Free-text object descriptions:
== == ==
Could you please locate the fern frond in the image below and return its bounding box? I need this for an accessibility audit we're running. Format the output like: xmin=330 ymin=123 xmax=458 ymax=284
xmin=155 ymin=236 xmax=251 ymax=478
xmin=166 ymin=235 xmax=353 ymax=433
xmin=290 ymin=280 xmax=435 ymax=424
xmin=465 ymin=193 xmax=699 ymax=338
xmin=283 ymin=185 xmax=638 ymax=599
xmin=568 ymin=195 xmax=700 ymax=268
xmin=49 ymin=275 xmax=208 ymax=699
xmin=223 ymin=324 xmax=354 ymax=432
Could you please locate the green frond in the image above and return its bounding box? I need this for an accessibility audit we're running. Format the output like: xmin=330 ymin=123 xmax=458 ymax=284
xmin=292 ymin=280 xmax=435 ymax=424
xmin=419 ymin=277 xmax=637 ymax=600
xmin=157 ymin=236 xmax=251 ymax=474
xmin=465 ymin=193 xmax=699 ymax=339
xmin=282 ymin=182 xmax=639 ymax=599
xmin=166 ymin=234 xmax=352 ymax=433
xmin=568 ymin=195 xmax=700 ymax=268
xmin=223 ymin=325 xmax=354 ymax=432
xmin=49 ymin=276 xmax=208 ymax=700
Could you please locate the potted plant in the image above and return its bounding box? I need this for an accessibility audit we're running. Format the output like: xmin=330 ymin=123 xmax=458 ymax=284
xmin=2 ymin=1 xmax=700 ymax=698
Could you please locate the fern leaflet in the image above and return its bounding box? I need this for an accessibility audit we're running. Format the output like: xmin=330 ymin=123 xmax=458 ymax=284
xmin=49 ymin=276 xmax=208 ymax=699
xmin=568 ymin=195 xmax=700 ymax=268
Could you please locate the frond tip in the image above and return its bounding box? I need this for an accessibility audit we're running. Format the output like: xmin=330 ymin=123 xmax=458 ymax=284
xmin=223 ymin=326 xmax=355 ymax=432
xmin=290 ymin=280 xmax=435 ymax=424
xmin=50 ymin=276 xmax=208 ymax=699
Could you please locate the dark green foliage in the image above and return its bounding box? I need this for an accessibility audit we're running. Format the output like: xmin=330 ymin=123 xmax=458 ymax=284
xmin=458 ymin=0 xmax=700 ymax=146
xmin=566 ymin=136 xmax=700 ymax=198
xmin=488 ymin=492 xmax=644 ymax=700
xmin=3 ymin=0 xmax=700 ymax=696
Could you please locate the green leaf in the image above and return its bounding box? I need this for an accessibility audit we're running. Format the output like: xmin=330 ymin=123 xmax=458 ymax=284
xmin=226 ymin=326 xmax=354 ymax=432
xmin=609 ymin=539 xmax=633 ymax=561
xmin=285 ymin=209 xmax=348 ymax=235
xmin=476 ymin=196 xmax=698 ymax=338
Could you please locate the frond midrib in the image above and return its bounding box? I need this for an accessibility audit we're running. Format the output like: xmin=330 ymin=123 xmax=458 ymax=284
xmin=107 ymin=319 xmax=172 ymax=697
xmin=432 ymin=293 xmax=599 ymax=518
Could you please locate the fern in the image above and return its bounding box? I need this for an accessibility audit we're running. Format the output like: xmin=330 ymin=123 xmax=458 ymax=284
== == ==
Task instructions:
Whatever is in the entries above, write it out exactly.

Result of this task:
Could you please locate the fern frond in the image below and return its bounding box? I need this for an accessibility audit we're running. Format the output like: xmin=330 ymin=123 xmax=458 ymax=284
xmin=155 ymin=236 xmax=251 ymax=478
xmin=166 ymin=235 xmax=353 ymax=433
xmin=290 ymin=280 xmax=435 ymax=424
xmin=465 ymin=193 xmax=699 ymax=338
xmin=283 ymin=185 xmax=638 ymax=599
xmin=568 ymin=195 xmax=700 ymax=268
xmin=49 ymin=275 xmax=208 ymax=699
xmin=223 ymin=324 xmax=354 ymax=432
Could you please locate the green frond in the image above and return its bounding box? I need this for an accessibility audit we're running. Format the output like: xmin=330 ymin=123 xmax=458 ymax=284
xmin=292 ymin=280 xmax=435 ymax=424
xmin=419 ymin=277 xmax=637 ymax=600
xmin=157 ymin=236 xmax=251 ymax=474
xmin=465 ymin=193 xmax=699 ymax=339
xmin=282 ymin=182 xmax=639 ymax=599
xmin=166 ymin=234 xmax=352 ymax=433
xmin=568 ymin=195 xmax=700 ymax=268
xmin=223 ymin=325 xmax=354 ymax=432
xmin=49 ymin=276 xmax=208 ymax=700
Could you please locate the potted plant in the image above and return its bounding box? I need this for an accessibility audit we're running. Format the output like: xmin=330 ymin=123 xmax=458 ymax=284
xmin=2 ymin=1 xmax=700 ymax=698
Could you please locate the fern leaflet in the image above and return its bounding box? I need this for an accessibility audit we're running. Format the output like: xmin=330 ymin=123 xmax=458 ymax=284
xmin=49 ymin=276 xmax=208 ymax=699
xmin=568 ymin=195 xmax=700 ymax=268
Could you please locate the frond tip in the image above and return its bounding box? I need this for an accessibility audit we're running. Format the output like: xmin=330 ymin=123 xmax=458 ymax=284
xmin=223 ymin=326 xmax=355 ymax=432
xmin=290 ymin=280 xmax=435 ymax=424
xmin=50 ymin=276 xmax=208 ymax=699
Could you please locate the dark green foliage in the image above and return its bounding box? I need this for an accessibility audit we're running. Format the output like: xmin=330 ymin=123 xmax=458 ymax=284
xmin=458 ymin=0 xmax=700 ymax=146
xmin=566 ymin=136 xmax=700 ymax=198
xmin=488 ymin=492 xmax=644 ymax=700
xmin=3 ymin=0 xmax=700 ymax=696
Could you please locate the green leaf in the image above and return its bounding box? I need this for an accessibility audit we're running. Format the output like: xmin=330 ymin=123 xmax=458 ymax=284
xmin=226 ymin=326 xmax=354 ymax=432
xmin=609 ymin=539 xmax=633 ymax=561
xmin=285 ymin=209 xmax=348 ymax=235
xmin=476 ymin=196 xmax=698 ymax=338
Could you please locate the frond midrib in the image above and return its bounding box? I need this for an accessibility audit we're running. Format the output like: xmin=330 ymin=123 xmax=458 ymax=284
xmin=107 ymin=319 xmax=172 ymax=697
xmin=432 ymin=293 xmax=599 ymax=518
Could you please locate the fern in the image above and return its bounding box? I need this for an accessibility audit we're running. Format the output like: xmin=330 ymin=123 xmax=458 ymax=284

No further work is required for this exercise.